What the task asks → Apart from the pictures, which must be omitted, restate the data exactly.

The data →
^^^^^^^^
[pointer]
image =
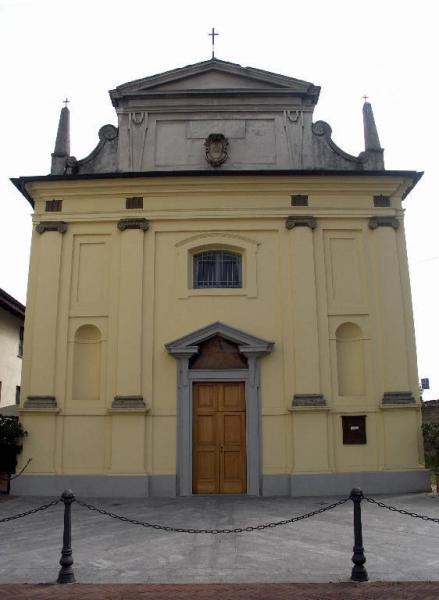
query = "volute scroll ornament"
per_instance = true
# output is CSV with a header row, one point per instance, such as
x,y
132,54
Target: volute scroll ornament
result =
x,y
217,148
^^^^^^^^
Exercise result →
[pointer]
image =
query = "volute scroll ornament"
per_instance = true
# output is CSV with a header row, one point per instance, such as
x,y
132,54
Target: volute scroll ornament
result =
x,y
217,148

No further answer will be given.